● Material for this task

┄┄┄┄┄┄┄┄┄┄

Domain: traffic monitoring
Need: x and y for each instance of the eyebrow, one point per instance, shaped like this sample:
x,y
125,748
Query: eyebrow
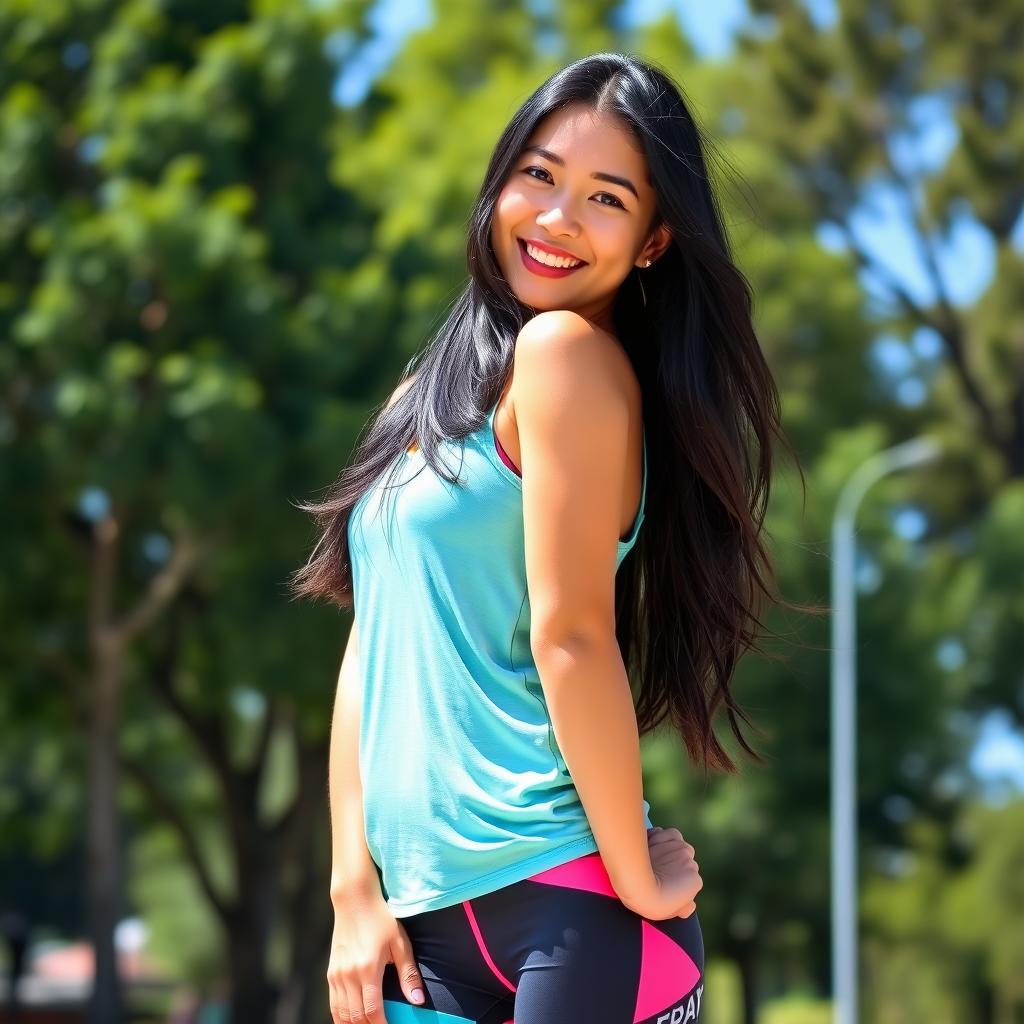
x,y
601,175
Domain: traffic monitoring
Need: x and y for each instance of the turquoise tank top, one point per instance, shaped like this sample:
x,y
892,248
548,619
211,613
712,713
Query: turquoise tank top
x,y
465,790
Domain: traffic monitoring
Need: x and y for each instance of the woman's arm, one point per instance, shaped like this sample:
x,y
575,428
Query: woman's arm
x,y
352,869
571,399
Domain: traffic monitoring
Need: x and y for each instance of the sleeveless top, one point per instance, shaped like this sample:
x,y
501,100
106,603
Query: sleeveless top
x,y
465,790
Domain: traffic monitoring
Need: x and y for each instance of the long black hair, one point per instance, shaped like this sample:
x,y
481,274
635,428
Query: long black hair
x,y
689,594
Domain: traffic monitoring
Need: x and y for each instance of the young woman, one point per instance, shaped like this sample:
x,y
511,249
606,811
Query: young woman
x,y
557,499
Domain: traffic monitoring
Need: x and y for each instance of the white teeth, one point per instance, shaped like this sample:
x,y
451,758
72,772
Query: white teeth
x,y
542,257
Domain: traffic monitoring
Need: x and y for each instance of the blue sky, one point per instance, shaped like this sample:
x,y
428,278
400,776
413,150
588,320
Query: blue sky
x,y
966,259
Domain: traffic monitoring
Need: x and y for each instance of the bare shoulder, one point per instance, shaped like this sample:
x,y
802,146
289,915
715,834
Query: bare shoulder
x,y
559,344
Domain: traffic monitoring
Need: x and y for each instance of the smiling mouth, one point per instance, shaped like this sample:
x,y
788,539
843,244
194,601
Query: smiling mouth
x,y
543,269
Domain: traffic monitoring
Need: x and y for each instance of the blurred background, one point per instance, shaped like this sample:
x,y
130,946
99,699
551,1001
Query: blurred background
x,y
225,225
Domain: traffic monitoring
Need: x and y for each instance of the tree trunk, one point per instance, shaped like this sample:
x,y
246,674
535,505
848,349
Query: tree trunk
x,y
103,870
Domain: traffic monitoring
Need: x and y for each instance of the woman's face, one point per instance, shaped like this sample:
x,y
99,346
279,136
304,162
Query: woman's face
x,y
560,201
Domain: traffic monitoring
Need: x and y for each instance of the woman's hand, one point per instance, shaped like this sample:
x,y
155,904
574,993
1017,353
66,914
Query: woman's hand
x,y
676,875
366,937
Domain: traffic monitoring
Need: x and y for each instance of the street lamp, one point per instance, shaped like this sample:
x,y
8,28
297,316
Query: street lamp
x,y
844,822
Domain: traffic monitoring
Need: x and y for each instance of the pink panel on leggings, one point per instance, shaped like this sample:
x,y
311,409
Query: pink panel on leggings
x,y
478,935
667,974
587,872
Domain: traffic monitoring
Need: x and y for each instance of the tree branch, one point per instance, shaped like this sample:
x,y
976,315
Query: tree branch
x,y
163,588
173,815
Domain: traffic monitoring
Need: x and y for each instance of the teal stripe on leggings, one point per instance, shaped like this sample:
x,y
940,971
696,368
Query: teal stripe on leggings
x,y
406,1013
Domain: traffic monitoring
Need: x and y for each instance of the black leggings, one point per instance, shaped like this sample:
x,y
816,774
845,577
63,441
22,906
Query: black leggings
x,y
556,948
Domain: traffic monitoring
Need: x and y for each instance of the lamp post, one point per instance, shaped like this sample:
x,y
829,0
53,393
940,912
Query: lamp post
x,y
844,821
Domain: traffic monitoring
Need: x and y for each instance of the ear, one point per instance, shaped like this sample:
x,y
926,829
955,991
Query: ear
x,y
659,240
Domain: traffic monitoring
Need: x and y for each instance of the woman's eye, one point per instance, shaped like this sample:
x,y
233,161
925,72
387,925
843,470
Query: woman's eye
x,y
614,199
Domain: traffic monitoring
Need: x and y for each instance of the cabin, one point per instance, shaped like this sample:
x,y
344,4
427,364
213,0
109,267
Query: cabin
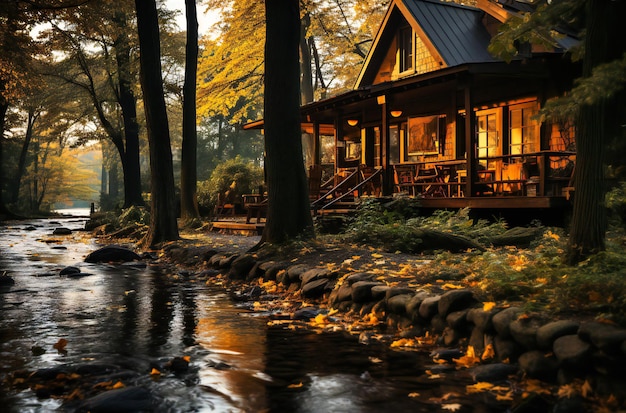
x,y
434,115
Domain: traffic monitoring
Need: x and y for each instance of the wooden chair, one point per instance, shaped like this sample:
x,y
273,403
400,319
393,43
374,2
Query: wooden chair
x,y
315,181
404,178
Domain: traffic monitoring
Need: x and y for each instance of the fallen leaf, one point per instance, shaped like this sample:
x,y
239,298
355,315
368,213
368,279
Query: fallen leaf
x,y
488,306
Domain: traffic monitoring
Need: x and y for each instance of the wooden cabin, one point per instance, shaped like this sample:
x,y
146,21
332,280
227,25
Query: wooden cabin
x,y
434,115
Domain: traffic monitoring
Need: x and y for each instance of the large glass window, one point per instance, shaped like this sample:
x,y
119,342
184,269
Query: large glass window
x,y
405,44
523,129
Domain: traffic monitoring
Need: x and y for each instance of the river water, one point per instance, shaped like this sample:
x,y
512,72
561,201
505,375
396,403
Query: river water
x,y
141,316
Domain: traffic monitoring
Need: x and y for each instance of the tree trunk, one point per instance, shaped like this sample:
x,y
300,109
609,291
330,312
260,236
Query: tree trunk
x,y
163,225
589,221
188,167
128,104
305,61
21,164
289,212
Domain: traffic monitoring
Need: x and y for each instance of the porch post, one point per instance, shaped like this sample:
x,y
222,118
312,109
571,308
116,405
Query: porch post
x,y
470,122
316,143
384,145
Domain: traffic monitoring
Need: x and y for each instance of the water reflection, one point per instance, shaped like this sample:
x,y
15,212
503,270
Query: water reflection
x,y
141,318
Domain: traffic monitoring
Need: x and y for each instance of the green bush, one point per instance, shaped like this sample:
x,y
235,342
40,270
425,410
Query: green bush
x,y
243,176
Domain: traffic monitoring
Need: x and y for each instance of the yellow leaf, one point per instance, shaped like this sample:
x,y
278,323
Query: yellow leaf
x,y
478,387
489,352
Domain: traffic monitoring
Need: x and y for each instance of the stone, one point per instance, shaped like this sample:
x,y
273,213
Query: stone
x,y
503,319
480,318
457,319
537,365
606,337
128,399
524,331
313,274
455,300
429,307
379,292
240,267
360,276
295,271
506,349
546,334
393,291
362,291
315,288
62,231
397,304
112,253
493,373
571,350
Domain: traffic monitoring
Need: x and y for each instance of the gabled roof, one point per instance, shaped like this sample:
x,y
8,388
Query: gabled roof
x,y
453,32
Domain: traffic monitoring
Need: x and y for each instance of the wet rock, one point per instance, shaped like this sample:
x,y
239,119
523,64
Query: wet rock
x,y
129,399
571,350
546,334
295,272
112,253
315,288
503,319
306,313
493,372
397,303
71,270
360,276
313,274
455,300
240,267
537,365
457,319
524,331
393,291
506,349
379,292
481,318
606,337
429,307
362,291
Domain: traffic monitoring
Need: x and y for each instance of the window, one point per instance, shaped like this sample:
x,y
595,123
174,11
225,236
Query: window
x,y
523,129
426,135
405,49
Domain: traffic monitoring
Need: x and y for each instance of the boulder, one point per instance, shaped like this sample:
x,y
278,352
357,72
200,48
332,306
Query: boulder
x,y
129,399
455,300
112,253
503,319
548,333
315,288
570,350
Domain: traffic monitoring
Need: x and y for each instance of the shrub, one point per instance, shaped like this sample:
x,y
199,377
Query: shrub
x,y
243,175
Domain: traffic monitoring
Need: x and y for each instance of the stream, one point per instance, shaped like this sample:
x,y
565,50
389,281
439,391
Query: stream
x,y
139,317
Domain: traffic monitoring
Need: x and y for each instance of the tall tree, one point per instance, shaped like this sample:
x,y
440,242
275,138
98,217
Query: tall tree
x,y
289,212
604,59
188,171
163,225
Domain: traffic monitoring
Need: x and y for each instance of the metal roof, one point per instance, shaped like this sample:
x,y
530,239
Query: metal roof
x,y
455,31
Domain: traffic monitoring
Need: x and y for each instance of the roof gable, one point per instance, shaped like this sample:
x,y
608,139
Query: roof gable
x,y
453,34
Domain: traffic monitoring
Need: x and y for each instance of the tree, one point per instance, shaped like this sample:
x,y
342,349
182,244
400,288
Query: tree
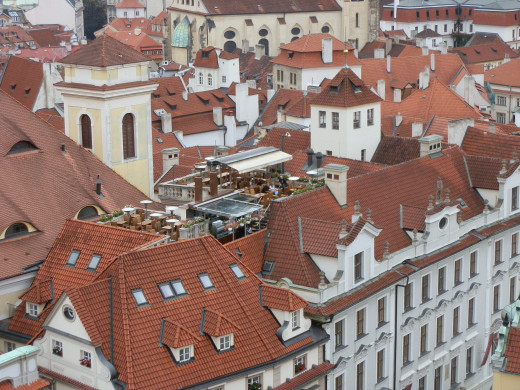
x,y
94,16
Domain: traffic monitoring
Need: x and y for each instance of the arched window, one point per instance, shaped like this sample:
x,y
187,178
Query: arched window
x,y
87,213
86,132
128,136
16,229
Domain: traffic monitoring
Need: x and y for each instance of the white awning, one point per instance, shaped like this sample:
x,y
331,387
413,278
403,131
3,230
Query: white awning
x,y
262,161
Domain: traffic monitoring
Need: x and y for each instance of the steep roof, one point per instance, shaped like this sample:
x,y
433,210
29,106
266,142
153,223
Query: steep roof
x,y
105,51
233,305
345,90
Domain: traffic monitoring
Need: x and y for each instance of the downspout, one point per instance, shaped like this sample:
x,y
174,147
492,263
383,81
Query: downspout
x,y
395,329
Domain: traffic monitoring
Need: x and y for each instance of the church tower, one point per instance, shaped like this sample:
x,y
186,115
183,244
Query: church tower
x,y
107,105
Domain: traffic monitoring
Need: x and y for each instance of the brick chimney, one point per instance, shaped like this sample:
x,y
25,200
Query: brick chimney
x,y
336,180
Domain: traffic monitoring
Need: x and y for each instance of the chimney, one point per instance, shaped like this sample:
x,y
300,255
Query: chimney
x,y
98,186
217,116
166,122
259,51
319,159
326,50
430,144
213,183
170,158
381,88
336,180
198,189
416,129
379,53
309,152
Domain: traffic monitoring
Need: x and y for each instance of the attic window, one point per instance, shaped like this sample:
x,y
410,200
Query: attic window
x,y
94,262
237,271
73,258
205,281
171,289
139,297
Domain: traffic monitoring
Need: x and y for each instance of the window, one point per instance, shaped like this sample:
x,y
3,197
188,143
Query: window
x,y
440,324
358,266
456,274
473,263
338,331
498,251
225,342
469,360
441,280
86,132
437,380
381,310
206,281
425,288
370,116
360,324
322,119
128,136
512,285
471,311
299,364
73,258
380,365
453,371
360,376
295,319
406,349
357,119
57,348
85,358
335,120
94,261
407,297
496,298
139,297
456,313
237,271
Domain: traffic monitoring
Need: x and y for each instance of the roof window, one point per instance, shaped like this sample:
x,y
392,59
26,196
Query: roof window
x,y
206,281
73,258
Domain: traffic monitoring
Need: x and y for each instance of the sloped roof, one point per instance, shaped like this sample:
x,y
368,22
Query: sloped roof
x,y
345,90
137,329
55,276
66,182
105,51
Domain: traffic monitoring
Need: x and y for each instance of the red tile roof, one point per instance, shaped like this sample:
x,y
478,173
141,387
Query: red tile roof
x,y
22,80
67,183
55,276
105,51
345,90
234,302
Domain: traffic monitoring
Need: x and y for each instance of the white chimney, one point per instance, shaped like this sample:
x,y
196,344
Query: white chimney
x,y
336,181
326,50
166,122
217,116
381,88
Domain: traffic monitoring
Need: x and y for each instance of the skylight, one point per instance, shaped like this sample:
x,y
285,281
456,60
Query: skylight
x,y
139,297
73,258
237,271
206,281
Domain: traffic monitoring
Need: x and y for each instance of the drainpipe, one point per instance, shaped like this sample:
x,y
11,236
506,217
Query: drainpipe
x,y
395,329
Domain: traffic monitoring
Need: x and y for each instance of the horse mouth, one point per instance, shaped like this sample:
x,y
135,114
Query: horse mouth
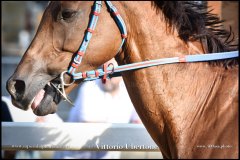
x,y
46,100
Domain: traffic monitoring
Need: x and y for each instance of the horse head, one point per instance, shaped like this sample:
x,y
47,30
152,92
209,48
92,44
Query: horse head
x,y
59,35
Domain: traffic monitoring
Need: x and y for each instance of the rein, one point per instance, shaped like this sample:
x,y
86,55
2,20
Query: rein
x,y
109,70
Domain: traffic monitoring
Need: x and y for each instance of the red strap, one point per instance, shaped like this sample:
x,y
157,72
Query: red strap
x,y
96,13
104,79
84,75
96,73
74,65
90,30
182,59
80,53
115,13
124,35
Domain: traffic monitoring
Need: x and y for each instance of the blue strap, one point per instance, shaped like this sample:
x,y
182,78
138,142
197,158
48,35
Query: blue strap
x,y
93,21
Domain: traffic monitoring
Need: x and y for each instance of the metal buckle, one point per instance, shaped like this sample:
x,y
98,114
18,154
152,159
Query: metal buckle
x,y
60,88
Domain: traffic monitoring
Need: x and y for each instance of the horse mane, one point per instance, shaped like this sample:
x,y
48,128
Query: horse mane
x,y
193,22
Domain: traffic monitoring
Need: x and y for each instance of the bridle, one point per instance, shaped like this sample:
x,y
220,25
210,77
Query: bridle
x,y
109,70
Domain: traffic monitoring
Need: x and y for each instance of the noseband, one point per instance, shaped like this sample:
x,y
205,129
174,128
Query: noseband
x,y
109,70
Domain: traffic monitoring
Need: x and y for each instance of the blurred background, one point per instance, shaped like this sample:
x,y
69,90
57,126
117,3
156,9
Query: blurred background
x,y
20,20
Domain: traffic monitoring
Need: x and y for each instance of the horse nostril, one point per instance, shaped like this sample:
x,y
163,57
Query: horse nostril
x,y
16,88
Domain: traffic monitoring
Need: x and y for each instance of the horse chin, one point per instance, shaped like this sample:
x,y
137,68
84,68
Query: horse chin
x,y
47,106
45,102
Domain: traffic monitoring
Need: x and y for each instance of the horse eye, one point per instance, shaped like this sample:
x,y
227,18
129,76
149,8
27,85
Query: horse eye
x,y
68,14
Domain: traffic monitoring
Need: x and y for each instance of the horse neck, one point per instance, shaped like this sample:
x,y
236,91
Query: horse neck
x,y
165,96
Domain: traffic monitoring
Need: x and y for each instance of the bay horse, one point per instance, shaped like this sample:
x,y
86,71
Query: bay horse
x,y
189,109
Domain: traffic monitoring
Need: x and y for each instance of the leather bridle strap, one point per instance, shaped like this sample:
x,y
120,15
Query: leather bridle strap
x,y
115,71
93,22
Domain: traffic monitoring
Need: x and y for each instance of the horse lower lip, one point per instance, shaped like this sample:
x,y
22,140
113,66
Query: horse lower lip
x,y
37,99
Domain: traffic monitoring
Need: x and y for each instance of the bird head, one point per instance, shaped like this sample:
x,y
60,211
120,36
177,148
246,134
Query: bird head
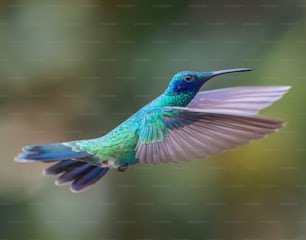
x,y
189,82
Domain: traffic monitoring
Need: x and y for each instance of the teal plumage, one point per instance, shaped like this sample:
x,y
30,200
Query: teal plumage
x,y
180,125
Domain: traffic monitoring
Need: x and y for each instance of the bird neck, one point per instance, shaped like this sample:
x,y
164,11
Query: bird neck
x,y
179,100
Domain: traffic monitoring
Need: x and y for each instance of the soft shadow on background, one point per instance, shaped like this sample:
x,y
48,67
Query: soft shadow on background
x,y
75,69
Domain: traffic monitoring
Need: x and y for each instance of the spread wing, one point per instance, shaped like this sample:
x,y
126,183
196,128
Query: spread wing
x,y
238,100
174,134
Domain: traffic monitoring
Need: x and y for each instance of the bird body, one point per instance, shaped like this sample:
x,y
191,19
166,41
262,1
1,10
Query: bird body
x,y
181,124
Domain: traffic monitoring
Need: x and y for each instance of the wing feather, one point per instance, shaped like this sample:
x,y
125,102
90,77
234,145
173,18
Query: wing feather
x,y
238,100
193,135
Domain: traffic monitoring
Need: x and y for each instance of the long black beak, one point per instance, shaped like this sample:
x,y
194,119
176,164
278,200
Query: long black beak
x,y
220,72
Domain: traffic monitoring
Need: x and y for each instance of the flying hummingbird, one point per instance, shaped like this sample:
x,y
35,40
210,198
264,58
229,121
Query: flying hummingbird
x,y
181,124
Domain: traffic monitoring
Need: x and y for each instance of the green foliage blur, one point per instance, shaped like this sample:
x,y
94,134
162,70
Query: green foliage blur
x,y
75,69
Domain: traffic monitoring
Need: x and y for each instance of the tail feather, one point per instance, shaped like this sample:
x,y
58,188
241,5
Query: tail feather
x,y
49,153
62,166
74,166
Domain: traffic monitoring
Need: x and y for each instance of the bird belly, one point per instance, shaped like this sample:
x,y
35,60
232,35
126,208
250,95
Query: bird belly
x,y
115,149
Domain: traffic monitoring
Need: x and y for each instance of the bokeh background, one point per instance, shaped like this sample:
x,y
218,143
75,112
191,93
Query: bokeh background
x,y
75,69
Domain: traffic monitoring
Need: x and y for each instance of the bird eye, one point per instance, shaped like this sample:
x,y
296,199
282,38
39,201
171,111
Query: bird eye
x,y
188,78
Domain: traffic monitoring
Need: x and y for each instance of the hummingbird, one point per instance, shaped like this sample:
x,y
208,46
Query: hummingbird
x,y
182,124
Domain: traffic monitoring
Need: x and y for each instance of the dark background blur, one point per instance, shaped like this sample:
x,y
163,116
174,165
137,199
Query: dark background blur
x,y
75,69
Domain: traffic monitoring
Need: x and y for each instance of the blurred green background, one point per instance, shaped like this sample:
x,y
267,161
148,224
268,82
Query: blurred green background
x,y
75,69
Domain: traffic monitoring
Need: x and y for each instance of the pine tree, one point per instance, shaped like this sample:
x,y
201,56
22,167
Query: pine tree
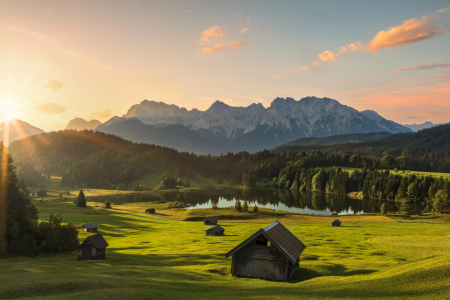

┄┄┄┄┄┄┄┄┄┄

● Task details
Please count the lines in the listing above that contain the word "feather", and reply with the number alone.

● Solution to this problem
4